> _PROMPT_
List each line of the items below that contains the string "limb", copying every such line in full.

[Annotation records]
━━━

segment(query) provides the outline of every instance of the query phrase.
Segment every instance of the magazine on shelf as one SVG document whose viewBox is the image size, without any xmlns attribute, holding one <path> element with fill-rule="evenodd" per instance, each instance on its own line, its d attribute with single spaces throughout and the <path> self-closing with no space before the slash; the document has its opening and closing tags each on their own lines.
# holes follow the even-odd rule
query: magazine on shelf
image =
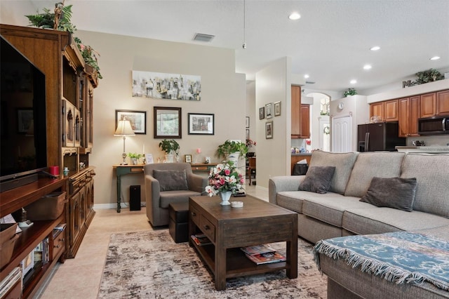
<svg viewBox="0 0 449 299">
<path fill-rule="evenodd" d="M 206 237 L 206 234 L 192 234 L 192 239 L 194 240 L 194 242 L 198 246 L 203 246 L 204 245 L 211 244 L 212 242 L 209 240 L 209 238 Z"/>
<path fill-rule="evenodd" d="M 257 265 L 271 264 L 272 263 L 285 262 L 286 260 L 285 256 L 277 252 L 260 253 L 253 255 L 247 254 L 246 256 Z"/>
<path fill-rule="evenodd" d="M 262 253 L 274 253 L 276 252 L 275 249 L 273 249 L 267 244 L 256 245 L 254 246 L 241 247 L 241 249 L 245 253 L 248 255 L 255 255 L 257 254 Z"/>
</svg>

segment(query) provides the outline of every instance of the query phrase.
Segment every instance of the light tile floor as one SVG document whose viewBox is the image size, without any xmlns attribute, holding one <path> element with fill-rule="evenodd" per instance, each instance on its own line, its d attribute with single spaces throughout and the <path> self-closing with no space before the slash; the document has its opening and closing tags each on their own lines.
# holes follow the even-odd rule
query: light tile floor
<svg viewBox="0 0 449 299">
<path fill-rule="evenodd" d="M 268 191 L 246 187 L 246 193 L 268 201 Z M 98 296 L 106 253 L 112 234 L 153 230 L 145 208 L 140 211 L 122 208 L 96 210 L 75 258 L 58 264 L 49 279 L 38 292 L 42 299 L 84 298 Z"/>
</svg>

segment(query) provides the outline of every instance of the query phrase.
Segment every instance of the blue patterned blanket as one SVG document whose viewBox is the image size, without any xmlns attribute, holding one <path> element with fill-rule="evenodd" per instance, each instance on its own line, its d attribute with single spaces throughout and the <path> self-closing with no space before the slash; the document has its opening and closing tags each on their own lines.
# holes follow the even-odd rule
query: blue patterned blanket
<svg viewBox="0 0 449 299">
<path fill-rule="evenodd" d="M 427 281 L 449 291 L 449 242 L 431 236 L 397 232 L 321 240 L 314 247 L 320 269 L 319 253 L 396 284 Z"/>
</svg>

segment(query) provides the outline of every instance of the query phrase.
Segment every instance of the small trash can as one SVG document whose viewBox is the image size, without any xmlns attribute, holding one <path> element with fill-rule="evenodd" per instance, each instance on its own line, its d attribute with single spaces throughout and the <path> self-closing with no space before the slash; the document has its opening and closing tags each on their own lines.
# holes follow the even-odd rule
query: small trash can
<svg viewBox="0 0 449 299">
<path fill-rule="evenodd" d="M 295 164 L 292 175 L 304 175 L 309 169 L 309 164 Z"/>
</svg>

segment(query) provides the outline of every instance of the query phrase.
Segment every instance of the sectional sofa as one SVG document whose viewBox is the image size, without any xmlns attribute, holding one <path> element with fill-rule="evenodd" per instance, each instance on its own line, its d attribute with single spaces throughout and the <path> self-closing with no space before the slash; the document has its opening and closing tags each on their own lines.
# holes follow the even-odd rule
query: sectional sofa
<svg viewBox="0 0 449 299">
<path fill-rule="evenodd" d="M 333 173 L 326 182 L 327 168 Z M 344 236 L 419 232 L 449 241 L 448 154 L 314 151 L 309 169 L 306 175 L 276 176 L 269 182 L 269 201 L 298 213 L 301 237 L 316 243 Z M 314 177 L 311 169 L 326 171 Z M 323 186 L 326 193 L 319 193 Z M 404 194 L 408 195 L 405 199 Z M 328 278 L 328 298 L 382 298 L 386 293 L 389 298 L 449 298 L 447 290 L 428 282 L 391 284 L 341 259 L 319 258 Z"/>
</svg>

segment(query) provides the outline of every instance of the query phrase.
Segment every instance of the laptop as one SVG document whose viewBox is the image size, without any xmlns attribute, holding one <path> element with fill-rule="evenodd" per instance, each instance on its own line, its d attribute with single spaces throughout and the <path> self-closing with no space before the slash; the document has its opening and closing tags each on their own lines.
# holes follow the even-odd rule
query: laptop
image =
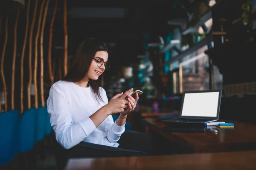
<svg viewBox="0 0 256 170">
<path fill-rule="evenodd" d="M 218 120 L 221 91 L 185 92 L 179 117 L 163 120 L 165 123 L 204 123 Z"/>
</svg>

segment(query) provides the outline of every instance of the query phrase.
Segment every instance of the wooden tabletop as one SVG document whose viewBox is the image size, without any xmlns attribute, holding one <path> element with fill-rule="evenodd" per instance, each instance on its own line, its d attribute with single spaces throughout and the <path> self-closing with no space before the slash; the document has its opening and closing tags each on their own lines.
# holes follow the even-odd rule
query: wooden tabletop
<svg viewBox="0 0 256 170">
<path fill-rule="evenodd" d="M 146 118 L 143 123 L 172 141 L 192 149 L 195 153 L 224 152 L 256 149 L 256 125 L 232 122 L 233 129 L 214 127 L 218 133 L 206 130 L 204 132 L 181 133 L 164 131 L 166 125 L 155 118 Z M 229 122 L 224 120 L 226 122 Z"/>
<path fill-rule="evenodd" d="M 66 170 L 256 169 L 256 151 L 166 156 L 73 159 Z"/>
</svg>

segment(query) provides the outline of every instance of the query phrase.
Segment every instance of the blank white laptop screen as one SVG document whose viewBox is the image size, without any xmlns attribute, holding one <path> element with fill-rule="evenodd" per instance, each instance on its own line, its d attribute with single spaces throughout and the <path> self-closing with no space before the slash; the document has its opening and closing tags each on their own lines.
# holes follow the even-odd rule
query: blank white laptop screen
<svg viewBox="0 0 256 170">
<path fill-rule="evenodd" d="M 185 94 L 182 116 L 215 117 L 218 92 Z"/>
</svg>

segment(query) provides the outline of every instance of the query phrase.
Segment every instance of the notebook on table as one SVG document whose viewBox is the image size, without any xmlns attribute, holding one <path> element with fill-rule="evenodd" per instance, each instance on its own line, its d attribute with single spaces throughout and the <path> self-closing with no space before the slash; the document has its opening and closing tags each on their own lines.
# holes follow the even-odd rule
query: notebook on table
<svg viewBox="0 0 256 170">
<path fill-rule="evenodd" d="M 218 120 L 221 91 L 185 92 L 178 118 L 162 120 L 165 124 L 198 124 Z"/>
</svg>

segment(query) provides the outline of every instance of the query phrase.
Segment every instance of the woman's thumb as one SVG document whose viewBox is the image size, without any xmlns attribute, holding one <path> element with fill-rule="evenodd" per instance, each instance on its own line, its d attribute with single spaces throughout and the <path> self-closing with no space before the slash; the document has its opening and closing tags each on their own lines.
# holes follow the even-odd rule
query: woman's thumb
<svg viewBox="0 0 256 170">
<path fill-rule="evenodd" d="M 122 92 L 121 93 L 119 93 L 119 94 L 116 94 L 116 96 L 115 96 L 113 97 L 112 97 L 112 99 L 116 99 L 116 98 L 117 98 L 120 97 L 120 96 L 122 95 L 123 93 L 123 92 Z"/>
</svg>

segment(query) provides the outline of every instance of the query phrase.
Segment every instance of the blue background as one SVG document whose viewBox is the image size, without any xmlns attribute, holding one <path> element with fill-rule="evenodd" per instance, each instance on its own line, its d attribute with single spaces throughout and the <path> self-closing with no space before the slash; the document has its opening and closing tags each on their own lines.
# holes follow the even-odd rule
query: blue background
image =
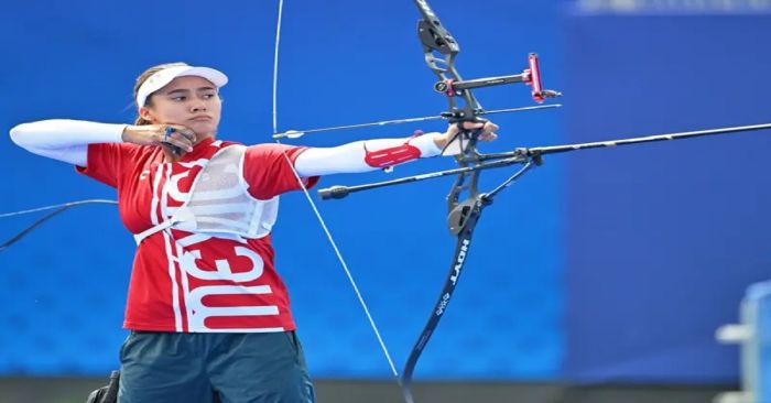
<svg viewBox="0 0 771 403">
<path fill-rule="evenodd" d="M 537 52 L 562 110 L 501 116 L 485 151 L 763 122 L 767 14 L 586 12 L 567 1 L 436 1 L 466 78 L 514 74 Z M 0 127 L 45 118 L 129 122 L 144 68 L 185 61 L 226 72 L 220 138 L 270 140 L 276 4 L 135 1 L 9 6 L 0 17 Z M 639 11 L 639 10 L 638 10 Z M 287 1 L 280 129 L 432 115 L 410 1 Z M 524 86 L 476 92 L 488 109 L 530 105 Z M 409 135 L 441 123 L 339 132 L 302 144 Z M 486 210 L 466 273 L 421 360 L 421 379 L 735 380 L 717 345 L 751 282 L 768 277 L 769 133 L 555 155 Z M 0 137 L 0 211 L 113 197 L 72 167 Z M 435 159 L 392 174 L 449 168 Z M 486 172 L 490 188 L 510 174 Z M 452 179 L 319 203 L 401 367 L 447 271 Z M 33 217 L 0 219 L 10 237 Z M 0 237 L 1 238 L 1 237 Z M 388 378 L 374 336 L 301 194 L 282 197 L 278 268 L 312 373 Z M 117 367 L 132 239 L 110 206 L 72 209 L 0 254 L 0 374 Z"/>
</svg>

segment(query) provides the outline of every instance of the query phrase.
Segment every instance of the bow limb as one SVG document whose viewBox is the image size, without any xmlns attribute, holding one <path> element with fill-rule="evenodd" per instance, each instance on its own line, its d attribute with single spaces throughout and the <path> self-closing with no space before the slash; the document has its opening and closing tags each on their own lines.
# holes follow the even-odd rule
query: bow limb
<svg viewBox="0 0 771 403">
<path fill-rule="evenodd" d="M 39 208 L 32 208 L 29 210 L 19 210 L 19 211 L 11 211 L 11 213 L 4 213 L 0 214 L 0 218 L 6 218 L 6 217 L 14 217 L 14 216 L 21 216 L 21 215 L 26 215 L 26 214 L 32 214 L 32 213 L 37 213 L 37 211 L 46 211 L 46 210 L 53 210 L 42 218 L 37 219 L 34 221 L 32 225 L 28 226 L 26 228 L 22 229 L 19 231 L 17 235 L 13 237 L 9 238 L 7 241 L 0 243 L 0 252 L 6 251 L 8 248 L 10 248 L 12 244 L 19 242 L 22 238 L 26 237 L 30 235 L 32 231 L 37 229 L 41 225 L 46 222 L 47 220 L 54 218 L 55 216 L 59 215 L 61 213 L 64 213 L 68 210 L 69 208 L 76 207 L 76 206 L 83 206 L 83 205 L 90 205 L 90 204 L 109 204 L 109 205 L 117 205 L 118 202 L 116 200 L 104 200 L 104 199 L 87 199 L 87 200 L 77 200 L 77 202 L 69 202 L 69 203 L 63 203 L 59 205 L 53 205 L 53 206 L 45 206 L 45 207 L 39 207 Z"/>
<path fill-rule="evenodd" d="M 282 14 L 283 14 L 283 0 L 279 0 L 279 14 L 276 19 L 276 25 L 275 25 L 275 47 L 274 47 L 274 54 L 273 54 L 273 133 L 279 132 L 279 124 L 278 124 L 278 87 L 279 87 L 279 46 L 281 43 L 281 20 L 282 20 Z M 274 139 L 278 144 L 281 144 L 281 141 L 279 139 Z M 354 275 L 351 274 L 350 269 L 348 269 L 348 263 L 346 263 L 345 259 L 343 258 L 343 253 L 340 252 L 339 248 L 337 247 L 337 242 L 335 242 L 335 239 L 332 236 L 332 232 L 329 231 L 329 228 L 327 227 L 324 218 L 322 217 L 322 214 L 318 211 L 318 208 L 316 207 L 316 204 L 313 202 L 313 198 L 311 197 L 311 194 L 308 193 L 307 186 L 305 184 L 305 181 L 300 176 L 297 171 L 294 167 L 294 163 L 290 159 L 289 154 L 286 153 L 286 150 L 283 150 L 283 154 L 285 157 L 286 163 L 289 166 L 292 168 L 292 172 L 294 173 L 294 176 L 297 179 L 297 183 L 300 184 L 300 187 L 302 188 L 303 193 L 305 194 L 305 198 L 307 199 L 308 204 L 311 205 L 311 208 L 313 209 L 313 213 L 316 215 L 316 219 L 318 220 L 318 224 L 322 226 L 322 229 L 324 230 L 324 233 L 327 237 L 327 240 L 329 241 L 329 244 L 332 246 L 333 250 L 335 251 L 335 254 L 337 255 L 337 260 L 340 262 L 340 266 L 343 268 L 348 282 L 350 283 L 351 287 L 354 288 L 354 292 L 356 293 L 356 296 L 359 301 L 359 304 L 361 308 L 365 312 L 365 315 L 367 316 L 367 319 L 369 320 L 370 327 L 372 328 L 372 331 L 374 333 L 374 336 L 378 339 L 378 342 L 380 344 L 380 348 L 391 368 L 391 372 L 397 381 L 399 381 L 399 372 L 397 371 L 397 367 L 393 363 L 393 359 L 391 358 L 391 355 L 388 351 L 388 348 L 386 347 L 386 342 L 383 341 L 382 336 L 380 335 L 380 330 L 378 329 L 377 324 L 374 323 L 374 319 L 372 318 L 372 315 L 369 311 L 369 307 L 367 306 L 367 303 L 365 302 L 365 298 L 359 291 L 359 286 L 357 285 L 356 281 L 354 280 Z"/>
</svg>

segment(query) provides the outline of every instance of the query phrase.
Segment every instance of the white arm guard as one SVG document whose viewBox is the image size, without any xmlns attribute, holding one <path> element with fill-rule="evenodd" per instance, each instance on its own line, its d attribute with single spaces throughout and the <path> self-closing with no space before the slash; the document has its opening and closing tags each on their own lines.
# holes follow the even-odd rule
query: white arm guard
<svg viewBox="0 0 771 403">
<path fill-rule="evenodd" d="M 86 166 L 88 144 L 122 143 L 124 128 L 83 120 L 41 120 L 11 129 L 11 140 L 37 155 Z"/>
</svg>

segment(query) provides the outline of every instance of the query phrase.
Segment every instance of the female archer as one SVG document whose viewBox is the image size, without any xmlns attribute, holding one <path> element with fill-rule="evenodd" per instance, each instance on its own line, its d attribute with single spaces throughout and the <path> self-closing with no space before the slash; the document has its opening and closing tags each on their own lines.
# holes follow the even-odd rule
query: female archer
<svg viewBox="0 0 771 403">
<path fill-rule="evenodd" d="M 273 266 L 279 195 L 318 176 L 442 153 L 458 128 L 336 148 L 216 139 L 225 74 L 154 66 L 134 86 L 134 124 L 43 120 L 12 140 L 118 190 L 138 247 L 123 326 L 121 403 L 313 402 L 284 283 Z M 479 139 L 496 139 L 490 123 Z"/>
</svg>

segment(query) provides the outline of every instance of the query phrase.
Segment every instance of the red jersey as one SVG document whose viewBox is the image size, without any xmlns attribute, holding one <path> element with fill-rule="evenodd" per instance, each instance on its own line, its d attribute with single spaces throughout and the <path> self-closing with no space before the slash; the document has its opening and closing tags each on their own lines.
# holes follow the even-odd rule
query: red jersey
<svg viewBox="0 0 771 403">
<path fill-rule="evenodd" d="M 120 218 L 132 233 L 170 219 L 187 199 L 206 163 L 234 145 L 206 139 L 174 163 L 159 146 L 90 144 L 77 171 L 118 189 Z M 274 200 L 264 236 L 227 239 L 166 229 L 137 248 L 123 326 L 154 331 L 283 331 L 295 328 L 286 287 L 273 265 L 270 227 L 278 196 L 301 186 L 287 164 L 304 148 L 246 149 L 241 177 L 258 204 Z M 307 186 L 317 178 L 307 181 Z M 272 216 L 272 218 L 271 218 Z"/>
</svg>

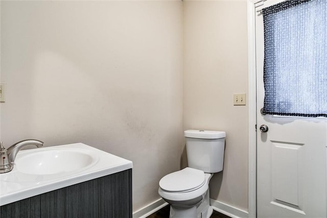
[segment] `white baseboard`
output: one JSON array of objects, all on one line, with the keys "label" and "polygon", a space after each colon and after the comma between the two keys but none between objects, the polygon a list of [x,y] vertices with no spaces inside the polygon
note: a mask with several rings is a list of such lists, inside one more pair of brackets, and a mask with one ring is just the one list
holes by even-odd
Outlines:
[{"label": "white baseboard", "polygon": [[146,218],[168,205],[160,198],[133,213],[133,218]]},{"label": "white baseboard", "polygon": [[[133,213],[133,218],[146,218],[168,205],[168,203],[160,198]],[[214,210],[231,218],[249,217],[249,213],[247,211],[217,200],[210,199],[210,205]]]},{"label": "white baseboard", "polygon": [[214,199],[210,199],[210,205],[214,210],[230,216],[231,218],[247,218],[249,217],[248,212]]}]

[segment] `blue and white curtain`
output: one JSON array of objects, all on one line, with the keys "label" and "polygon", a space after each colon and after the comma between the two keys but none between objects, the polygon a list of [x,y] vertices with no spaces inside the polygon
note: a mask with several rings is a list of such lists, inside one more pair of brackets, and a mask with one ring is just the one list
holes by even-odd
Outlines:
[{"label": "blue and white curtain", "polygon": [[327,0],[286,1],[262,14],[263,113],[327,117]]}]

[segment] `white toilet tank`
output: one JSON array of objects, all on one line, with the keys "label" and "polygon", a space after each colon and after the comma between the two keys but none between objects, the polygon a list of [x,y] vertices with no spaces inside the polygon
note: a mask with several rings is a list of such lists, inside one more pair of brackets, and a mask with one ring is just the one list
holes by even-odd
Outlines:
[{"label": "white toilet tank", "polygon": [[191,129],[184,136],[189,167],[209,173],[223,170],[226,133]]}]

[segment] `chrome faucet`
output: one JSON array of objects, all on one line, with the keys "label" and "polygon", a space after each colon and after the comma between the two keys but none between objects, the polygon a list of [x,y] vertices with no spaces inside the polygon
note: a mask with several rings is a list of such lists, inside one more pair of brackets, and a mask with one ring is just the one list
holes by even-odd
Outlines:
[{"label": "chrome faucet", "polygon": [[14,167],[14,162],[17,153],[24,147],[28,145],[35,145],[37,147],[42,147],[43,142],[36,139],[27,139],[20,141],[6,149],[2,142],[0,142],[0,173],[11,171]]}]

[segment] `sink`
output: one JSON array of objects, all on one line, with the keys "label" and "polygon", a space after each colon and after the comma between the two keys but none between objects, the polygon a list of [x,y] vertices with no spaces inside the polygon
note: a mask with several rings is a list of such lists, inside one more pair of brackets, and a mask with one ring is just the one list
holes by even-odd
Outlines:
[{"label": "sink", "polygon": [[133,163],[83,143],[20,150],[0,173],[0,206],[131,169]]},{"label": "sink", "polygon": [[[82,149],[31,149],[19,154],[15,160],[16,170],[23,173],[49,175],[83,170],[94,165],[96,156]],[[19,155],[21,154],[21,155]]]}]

━━━

> _RESULT OF THIS TASK_
Segment every instance of the bow limb as one SVG document whose viewBox is the image size, without any xmlns attribute, holding one <path> element with fill-rule="evenodd" per instance, each instance on its own line, its d attribute with single spaces throughout and the <path> self-closing with no space before the slash; the document has its opening and closing tags each on their own lines.
query: bow limb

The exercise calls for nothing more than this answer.